**WHAT TO DO:** Retype the rows from the line with "If you could segment every instance of the shadowed" to the line with "M 553 599 L", both included, and leave the pictures out.

Image boundary annotation rows
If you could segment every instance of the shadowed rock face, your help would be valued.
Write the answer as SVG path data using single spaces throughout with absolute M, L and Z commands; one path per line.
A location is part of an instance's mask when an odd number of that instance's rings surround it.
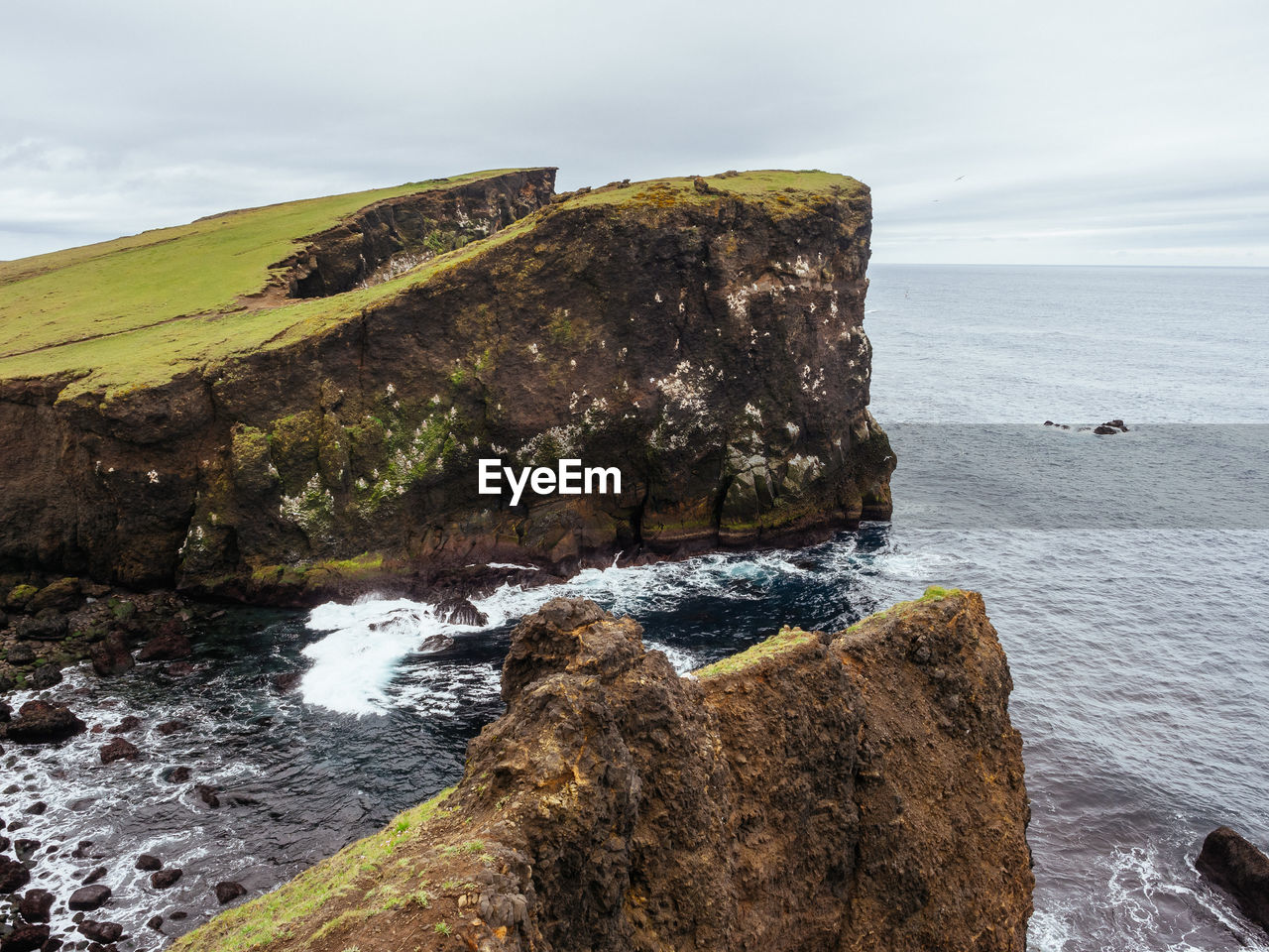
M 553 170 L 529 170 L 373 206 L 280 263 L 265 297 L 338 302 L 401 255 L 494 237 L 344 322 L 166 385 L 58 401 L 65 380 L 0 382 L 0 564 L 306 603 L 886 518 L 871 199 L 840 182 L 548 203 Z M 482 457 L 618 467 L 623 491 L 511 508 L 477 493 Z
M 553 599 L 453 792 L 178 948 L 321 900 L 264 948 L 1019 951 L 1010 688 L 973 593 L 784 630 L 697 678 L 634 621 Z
---
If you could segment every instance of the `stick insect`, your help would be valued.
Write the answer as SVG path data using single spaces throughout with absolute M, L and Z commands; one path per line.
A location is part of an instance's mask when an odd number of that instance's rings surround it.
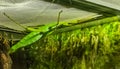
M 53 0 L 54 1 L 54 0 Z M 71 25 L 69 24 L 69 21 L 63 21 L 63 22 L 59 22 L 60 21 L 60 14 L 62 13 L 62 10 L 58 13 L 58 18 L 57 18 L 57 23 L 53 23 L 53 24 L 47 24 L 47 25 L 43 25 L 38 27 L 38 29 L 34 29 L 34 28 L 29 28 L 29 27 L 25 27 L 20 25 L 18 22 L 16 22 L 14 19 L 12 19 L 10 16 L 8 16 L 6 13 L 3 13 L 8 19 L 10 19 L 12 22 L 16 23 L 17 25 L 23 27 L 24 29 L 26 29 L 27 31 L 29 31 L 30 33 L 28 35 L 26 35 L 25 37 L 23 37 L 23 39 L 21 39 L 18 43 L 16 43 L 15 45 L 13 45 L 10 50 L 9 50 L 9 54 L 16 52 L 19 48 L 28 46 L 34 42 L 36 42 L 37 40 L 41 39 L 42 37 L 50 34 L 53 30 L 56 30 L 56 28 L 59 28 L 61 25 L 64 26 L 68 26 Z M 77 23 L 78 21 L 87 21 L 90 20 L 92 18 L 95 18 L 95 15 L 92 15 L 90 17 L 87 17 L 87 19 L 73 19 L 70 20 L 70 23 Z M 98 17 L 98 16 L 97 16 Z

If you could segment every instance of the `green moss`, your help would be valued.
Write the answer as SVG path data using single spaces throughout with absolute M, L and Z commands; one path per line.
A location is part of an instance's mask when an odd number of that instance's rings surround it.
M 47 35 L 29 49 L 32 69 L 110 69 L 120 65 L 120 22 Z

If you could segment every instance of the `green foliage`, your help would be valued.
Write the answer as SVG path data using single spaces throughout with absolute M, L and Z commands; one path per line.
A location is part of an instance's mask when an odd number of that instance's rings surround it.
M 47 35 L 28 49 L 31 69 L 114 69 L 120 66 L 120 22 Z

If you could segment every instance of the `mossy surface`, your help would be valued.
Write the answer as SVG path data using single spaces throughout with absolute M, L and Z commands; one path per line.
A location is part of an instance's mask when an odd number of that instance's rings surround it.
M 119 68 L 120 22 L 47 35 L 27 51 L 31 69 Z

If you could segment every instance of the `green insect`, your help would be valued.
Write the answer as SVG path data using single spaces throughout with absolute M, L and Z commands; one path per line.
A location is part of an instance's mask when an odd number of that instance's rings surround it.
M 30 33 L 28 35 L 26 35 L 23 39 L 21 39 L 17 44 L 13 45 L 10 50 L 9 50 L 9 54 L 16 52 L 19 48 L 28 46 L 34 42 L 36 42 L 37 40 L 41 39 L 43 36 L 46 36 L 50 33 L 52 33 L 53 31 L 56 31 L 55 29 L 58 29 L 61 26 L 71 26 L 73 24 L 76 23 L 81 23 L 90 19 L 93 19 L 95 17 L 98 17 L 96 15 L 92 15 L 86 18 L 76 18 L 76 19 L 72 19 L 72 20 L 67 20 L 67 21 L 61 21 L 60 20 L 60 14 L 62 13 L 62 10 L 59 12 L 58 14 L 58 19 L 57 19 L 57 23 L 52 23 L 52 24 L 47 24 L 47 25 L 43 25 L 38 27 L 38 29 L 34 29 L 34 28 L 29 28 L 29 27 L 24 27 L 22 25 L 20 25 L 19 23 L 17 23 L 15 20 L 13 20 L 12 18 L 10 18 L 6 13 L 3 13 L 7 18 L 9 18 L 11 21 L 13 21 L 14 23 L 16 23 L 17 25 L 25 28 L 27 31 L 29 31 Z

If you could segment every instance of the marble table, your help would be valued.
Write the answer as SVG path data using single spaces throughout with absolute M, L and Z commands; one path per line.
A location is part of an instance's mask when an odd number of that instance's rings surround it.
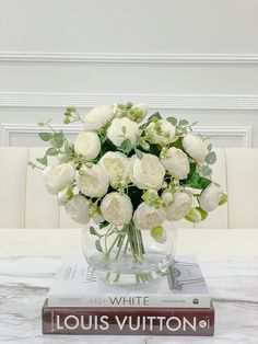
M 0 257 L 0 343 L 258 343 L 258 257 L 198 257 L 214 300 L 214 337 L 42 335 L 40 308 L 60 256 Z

**COMPLETE ANSWER:**
If you could segment every instance of the shadowed rock face, your help would be valued.
Write the answer as SVG path data using single spaces throughout with absolute M, L and Z commands; one path per line.
A location is part of an instance's mask when an odd number of that instance's rings surround it.
M 553 170 L 529 170 L 373 206 L 280 263 L 265 297 L 338 302 L 401 255 L 494 237 L 344 322 L 166 385 L 58 401 L 65 380 L 0 382 L 0 564 L 306 603 L 886 518 L 871 199 L 840 182 L 548 203 Z M 482 457 L 618 467 L 623 491 L 511 508 L 477 493 Z
M 553 599 L 453 792 L 178 948 L 321 900 L 264 948 L 1019 951 L 1010 688 L 973 593 L 784 630 L 697 678 L 634 621 Z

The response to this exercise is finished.